▸ GOAL OF THE EXERCISE
Can you quote, word for word, the full text below about the Marines' punishment for the video?

▸ TEXT TO READ
• • •

The video shows four Marines in uniform laughing and joking while urinating on the bodies of three bearded men. One of the men says, “Have a nice day, buddy.” A caption identifies them as members of Scout Sniper Team 4.

 

US Defense Secretary Leon Panetta called the Marines’ behaviour “utterly deplorable” and promised an investigation, while Afghan President Hamid Karzai condemned the actions as “inhuman”. US Secretary of State Hillary Clinton also promised that the Marines would be punished after expressing her “total dismay”.

However, following an eight-month investigation, the Marine Corps decided on undisclosed administrative punishments for three of the Marines in August. All three had pleaded guilty to misconduct charges, including “wrongly video-recording” the incident, failing to report it, as well as posing next to the bodies.

The relatively lenient punishment will only spark more violence against the American troops in Afghanistan, says Ann Wright, a retired US army colonel and a US diplomat.

There will probably be a violent reaction to the news that this is what the punishment is and retaliation on US government officials should be predicted,“ she told RT.

Their records will also be permanently marked, preventing them from any future promotions or re-enlistments.

• • •

▸ DATA SEGMENT
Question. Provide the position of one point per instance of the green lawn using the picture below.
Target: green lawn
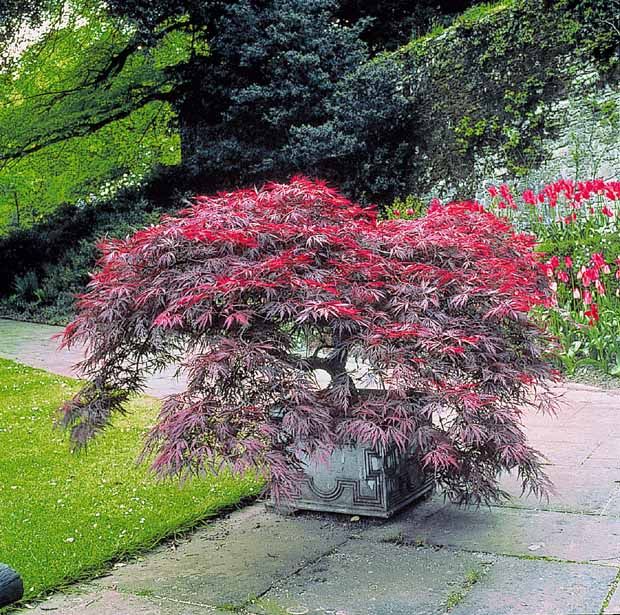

• • •

▸ RESULT FOR THIS TASK
The video shows four Marines in uniform laughing and joking while urinating on the bodies of three bearded men. One of the men says, “Have a nice day, buddy.” A caption identifies them as members of Scout Sniper Team 4.

 

US Defense Secretary Leon Panetta called the Marines’ behaviour “utterly deplorable” and promised an investigation, while Afghan President Hamid Karzai condemned the actions as “inhuman”. US Secretary of State Hillary Clinton also promised that the Marines would be punished after expressing her “total dismay”.

However, following an eight-month investigation, the Marine Corps decided on undisclosed administrative punishments for three of the Marines in August. All three had pleaded guilty to misconduct charges, including “wrongly video-recording” the incident, failing to report it, as well as posing next to the bodies.

The relatively lenient punishment will only spark more violence against the American troops in Afghanistan, says Ann Wright, a retired US army colonel and a US diplomat.

There will probably be a violent reaction to the news that this is what the punishment is and retaliation on US government officials should be predicted,“ she told RT.

Their records will also be permanently marked, preventing them from any future promotions or re-enlistments.